Written exercise
Revise the lines between the one holding "Target: sky" and the one holding "(1009, 439)", inclusive, changing "paper poster" to "printed flyer" and keeping everything else the same.

Point-labeling records
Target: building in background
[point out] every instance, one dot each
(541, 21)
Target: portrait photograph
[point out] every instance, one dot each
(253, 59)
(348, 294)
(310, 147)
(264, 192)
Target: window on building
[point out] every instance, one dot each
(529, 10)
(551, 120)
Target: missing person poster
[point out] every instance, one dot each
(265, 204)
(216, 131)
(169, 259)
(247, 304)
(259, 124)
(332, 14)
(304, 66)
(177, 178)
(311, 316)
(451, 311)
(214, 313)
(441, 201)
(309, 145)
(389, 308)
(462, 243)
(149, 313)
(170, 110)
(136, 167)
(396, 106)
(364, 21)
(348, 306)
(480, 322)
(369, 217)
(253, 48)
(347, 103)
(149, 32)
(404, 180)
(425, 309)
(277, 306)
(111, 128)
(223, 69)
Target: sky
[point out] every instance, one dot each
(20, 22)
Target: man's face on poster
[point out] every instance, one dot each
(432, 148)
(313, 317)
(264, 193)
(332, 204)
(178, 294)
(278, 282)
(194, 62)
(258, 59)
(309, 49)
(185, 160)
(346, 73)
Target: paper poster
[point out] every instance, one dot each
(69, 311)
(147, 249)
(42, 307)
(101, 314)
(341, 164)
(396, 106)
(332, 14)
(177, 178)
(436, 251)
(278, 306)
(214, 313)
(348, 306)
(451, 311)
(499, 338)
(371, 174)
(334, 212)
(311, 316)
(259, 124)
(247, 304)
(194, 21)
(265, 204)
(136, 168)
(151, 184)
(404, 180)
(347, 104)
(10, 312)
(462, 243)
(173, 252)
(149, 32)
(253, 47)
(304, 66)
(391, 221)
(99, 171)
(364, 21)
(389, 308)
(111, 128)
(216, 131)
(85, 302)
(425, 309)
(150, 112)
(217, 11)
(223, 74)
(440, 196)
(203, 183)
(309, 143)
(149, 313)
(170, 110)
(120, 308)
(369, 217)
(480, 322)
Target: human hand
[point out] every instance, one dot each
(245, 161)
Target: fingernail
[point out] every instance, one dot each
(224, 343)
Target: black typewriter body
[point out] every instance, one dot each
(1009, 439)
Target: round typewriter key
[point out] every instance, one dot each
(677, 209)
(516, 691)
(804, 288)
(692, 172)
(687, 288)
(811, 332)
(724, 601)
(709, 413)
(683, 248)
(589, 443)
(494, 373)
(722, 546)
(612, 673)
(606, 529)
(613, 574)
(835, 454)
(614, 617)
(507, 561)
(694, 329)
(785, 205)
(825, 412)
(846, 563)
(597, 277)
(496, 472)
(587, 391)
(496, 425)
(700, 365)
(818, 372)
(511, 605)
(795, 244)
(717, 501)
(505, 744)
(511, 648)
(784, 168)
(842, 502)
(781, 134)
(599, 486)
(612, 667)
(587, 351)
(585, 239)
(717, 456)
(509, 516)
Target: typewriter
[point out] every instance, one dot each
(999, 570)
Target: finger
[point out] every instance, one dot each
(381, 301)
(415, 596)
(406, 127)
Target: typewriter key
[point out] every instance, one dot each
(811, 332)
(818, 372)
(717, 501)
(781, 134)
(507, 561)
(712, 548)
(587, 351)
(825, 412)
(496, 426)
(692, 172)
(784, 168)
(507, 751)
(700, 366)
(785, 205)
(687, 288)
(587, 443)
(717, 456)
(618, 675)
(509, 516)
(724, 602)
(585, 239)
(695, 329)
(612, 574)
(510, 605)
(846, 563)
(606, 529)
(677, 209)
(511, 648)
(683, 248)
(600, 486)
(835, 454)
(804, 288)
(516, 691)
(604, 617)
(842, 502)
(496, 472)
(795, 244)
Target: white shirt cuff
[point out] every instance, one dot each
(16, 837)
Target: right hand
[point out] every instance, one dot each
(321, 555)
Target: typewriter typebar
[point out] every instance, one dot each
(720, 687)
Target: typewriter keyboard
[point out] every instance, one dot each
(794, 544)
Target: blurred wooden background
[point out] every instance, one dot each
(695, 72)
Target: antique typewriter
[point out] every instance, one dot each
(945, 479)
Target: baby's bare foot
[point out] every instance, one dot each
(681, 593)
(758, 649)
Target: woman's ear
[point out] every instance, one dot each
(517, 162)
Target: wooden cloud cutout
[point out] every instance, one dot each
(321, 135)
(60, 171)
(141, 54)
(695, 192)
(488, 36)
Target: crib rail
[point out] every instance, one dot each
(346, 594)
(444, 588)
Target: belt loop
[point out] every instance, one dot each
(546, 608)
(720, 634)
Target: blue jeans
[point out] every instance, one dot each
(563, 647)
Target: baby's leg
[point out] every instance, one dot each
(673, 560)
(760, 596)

Final result
Target: sky
[point out] every instance, one dot each
(20, 22)
Target: man's face on poster
[point out] every instance, one dot each
(432, 148)
(313, 317)
(264, 193)
(332, 204)
(178, 294)
(278, 282)
(194, 62)
(258, 59)
(309, 49)
(185, 160)
(346, 73)
Target: printed flyer
[point out] every instance, one dot each
(69, 311)
(147, 249)
(42, 307)
(101, 314)
(341, 164)
(396, 106)
(332, 14)
(177, 178)
(436, 251)
(278, 306)
(214, 313)
(348, 306)
(451, 311)
(499, 338)
(371, 174)
(334, 212)
(311, 316)
(259, 124)
(247, 304)
(194, 21)
(265, 204)
(136, 168)
(151, 184)
(404, 180)
(347, 104)
(10, 312)
(462, 243)
(173, 252)
(149, 32)
(253, 47)
(304, 66)
(391, 221)
(99, 171)
(364, 21)
(389, 308)
(111, 128)
(216, 131)
(85, 302)
(425, 309)
(150, 112)
(217, 11)
(223, 74)
(440, 196)
(203, 183)
(309, 143)
(149, 313)
(170, 110)
(120, 308)
(369, 217)
(480, 322)
Target: human hand
[point out] every instance, one dot each
(245, 161)
Target: fingernail
[point out] every instance, one dot each
(224, 343)
Target: black typewriter body
[point out] every instance, one dot each
(1009, 439)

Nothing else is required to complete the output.